[Excerpts of location labeling data]
------------------------------

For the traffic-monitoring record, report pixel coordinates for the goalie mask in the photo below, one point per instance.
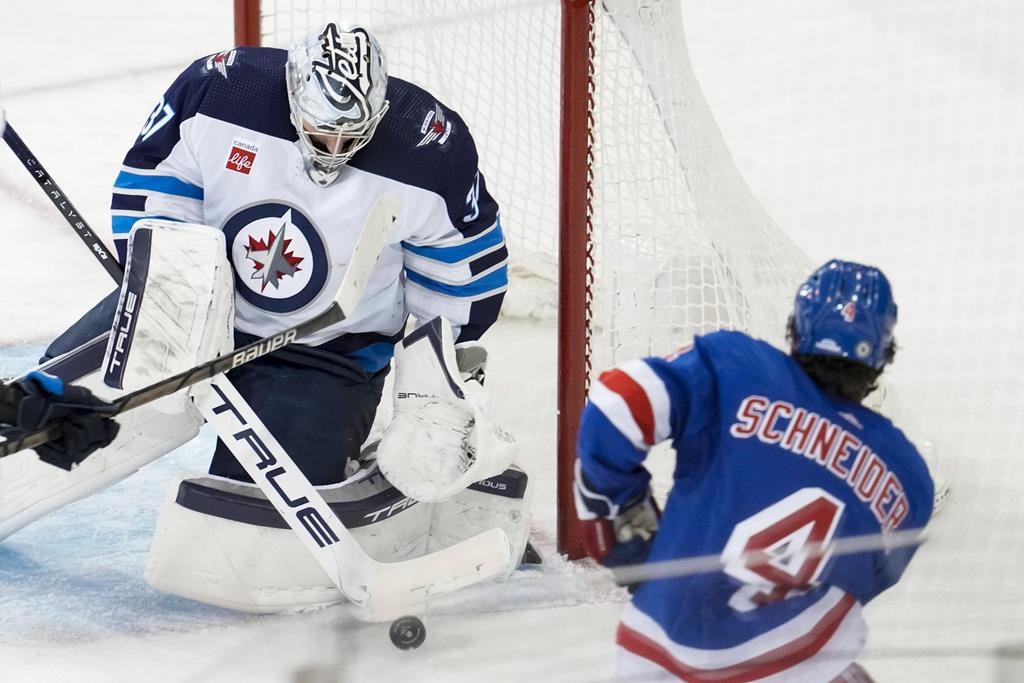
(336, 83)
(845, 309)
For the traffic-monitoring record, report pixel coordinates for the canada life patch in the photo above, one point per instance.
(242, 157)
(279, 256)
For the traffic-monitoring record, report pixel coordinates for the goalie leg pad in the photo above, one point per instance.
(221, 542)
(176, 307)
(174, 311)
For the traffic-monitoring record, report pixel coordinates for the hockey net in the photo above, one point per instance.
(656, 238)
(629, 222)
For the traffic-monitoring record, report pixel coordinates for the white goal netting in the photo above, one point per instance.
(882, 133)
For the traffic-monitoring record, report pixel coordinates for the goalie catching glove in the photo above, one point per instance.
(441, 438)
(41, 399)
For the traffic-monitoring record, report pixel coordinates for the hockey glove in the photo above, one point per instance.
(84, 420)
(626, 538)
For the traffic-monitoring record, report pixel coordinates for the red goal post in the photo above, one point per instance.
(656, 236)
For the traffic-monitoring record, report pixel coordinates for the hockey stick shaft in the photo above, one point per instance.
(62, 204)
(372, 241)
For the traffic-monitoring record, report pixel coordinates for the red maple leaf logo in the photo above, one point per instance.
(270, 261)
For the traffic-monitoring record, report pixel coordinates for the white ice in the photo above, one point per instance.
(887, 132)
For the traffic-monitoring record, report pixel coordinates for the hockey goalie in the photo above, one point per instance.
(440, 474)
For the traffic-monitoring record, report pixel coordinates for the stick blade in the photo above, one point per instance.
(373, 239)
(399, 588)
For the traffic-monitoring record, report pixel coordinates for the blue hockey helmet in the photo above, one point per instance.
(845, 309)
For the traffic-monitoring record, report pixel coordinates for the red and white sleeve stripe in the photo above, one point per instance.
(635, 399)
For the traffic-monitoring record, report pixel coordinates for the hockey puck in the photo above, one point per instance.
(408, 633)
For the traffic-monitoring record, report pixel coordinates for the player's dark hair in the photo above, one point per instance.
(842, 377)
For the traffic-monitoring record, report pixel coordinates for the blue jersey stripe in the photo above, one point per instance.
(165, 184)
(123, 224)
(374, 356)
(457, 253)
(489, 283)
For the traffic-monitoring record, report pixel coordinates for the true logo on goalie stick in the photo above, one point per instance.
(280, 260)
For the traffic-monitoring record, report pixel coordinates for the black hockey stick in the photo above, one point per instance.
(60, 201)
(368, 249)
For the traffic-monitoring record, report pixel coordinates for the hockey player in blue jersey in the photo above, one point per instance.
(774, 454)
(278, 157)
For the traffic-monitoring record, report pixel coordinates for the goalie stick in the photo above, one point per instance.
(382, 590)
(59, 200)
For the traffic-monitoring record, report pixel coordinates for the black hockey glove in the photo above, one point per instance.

------------------------------

> [The task]: Extract the closing run of lines, starting with the one containing "the blue hockey" and ending at the last, exactly as written.

> [Complete response]:
For the traffic-monitoring record, report pixel coordinates for the blue hockey helmet in the photo above, one point per instance.
(845, 309)
For the traffic-monitoring record, report pixel coordinates for the red and white sleeve stripe in the photo above, one point per instance.
(635, 399)
For the traffic-monitoring record, report pixel coordinates for the hockey puck in the photo above, one point per instance.
(408, 633)
For the traffic-monitoring record, report pixel coordinates for the player's dark hair in the photo above, one point per instance.
(842, 377)
For the traffic-monitoring record, report pixel coordinates for the blue jersey stripe in the photo above, one point per instance.
(165, 184)
(123, 224)
(374, 356)
(457, 253)
(489, 283)
For the traffic-monitoring record, report pixel coordinates for the true logo on goalie stick in the photo above, one point per instance.
(280, 260)
For the traffic-monitoring record, report pixel coordinates for the black hockey stick in the photo above, one point per instance.
(60, 201)
(368, 249)
For the traffic-monitoring record, report pixel coordinates for the hockey player in blue jersey in the photo above, one point per instance.
(774, 454)
(278, 157)
For the traffic-monitoring record, report pixel coordinates for the goalie stick in the photo above, one point per instance.
(382, 590)
(59, 200)
For the traffic-monitoring record, report pixel coordinates for the black hockey glove in the photo above, one point per instance.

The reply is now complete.